• WHAT YOU HAVE TO DO: Each entry below needs to be copied exactly, with nothing dropped.

• MATERIALS PROVIDED:
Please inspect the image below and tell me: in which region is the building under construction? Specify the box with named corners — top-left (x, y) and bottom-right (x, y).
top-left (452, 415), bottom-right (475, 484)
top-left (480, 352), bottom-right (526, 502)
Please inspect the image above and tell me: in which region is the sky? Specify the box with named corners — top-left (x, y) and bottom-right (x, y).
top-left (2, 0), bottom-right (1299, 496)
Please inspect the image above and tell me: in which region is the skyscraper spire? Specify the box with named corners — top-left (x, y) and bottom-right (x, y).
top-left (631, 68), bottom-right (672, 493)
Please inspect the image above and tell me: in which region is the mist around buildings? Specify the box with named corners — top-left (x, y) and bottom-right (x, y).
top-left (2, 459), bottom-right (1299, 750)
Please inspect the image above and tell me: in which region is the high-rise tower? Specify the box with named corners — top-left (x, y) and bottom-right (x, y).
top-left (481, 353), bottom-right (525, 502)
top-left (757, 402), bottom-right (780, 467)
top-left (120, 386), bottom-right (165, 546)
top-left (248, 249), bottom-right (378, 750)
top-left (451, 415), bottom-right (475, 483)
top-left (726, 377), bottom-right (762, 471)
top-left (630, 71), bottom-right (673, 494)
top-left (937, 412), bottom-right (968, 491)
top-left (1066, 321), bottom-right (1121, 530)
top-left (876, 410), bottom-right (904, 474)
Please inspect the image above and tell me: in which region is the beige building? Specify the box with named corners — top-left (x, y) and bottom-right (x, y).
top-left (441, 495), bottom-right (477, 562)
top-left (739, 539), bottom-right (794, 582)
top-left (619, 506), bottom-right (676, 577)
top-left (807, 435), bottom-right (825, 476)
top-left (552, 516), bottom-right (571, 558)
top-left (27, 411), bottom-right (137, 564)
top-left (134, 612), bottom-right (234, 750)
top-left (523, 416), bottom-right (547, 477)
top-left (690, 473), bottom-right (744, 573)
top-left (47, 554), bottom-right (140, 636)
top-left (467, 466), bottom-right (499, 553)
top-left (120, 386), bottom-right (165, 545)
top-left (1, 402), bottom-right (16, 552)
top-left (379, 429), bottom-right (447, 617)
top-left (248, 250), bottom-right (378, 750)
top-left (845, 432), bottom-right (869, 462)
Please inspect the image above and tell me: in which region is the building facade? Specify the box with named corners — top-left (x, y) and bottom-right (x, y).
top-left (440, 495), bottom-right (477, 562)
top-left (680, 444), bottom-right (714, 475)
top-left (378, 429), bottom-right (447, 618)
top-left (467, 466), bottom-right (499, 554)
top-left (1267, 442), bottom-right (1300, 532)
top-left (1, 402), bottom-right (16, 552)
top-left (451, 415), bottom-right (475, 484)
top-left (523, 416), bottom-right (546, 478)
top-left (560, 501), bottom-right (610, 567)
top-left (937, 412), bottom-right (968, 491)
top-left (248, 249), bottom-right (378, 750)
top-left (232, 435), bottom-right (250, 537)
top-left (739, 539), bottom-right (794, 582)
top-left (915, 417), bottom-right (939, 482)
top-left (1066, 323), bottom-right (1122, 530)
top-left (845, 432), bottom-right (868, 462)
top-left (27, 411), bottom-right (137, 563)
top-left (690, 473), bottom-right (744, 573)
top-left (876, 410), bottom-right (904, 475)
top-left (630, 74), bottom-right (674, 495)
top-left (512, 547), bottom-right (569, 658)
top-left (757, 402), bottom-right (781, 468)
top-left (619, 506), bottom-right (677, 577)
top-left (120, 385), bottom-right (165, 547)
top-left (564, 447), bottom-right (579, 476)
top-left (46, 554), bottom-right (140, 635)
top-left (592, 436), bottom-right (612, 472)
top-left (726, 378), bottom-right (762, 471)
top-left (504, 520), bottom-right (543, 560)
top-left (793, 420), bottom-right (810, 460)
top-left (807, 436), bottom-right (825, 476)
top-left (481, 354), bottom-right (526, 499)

• TASK ANSWER:
Please inspect the image below and tell me: in which region is the building under construction? Specify the box with named corners — top-left (x, y) and bottom-right (x, y).
top-left (452, 415), bottom-right (475, 484)
top-left (480, 352), bottom-right (526, 502)
Please inspect the image above and tell me: in which region is the sky? Specify the box with named corners — top-left (x, y) and bottom-right (x, y).
top-left (2, 0), bottom-right (1299, 496)
Please inspect the image above and tell me: in which region is the skyscraper spire? Specify the box with named corners — top-left (x, y) and bottom-right (x, y).
top-left (631, 68), bottom-right (672, 493)
Please inspect the image above and tell me: in which region is the mist around buildings? Specify the box with named corners — top-left (x, y) and bottom-right (x, y).
top-left (2, 459), bottom-right (1299, 750)
Please inspect the image above and tell me: in which region is the high-rise tower? Specify the box with named corners — top-left (x, y) and bottom-right (x, y).
top-left (481, 353), bottom-right (525, 502)
top-left (757, 402), bottom-right (780, 467)
top-left (120, 386), bottom-right (165, 546)
top-left (248, 249), bottom-right (378, 750)
top-left (451, 415), bottom-right (475, 483)
top-left (726, 377), bottom-right (762, 471)
top-left (630, 71), bottom-right (673, 494)
top-left (937, 412), bottom-right (968, 491)
top-left (1066, 321), bottom-right (1121, 530)
top-left (876, 410), bottom-right (904, 474)
Please inspect the image above and tell me: in which region is the beige building? Specify the box with named corners — top-left (x, y) and bottom-right (x, y).
top-left (441, 495), bottom-right (477, 562)
top-left (739, 539), bottom-right (794, 582)
top-left (619, 506), bottom-right (676, 577)
top-left (807, 435), bottom-right (825, 476)
top-left (552, 516), bottom-right (571, 558)
top-left (27, 411), bottom-right (137, 564)
top-left (134, 612), bottom-right (234, 750)
top-left (523, 416), bottom-right (547, 477)
top-left (690, 473), bottom-right (744, 573)
top-left (47, 554), bottom-right (140, 636)
top-left (467, 466), bottom-right (499, 553)
top-left (120, 386), bottom-right (165, 545)
top-left (1, 402), bottom-right (16, 552)
top-left (379, 429), bottom-right (447, 617)
top-left (248, 250), bottom-right (378, 750)
top-left (845, 432), bottom-right (869, 462)
Please inspect the image above and tell me: in which region is the building facade? Specify the box with named corners — top-left (x, y) and bottom-right (x, y).
top-left (440, 495), bottom-right (477, 562)
top-left (680, 444), bottom-right (714, 475)
top-left (378, 429), bottom-right (447, 618)
top-left (467, 466), bottom-right (499, 554)
top-left (1267, 442), bottom-right (1300, 532)
top-left (1, 402), bottom-right (16, 552)
top-left (451, 415), bottom-right (475, 484)
top-left (523, 416), bottom-right (546, 478)
top-left (560, 501), bottom-right (610, 567)
top-left (937, 412), bottom-right (968, 491)
top-left (248, 249), bottom-right (378, 750)
top-left (232, 435), bottom-right (250, 537)
top-left (739, 539), bottom-right (794, 582)
top-left (915, 417), bottom-right (939, 482)
top-left (1066, 323), bottom-right (1122, 530)
top-left (845, 432), bottom-right (868, 462)
top-left (27, 411), bottom-right (137, 563)
top-left (690, 473), bottom-right (744, 573)
top-left (876, 410), bottom-right (904, 475)
top-left (630, 74), bottom-right (674, 495)
top-left (512, 547), bottom-right (569, 658)
top-left (757, 402), bottom-right (781, 468)
top-left (619, 506), bottom-right (677, 577)
top-left (120, 385), bottom-right (165, 547)
top-left (564, 447), bottom-right (579, 476)
top-left (46, 554), bottom-right (140, 635)
top-left (592, 436), bottom-right (612, 472)
top-left (726, 378), bottom-right (762, 471)
top-left (504, 520), bottom-right (543, 560)
top-left (793, 420), bottom-right (810, 460)
top-left (807, 436), bottom-right (825, 476)
top-left (481, 354), bottom-right (526, 499)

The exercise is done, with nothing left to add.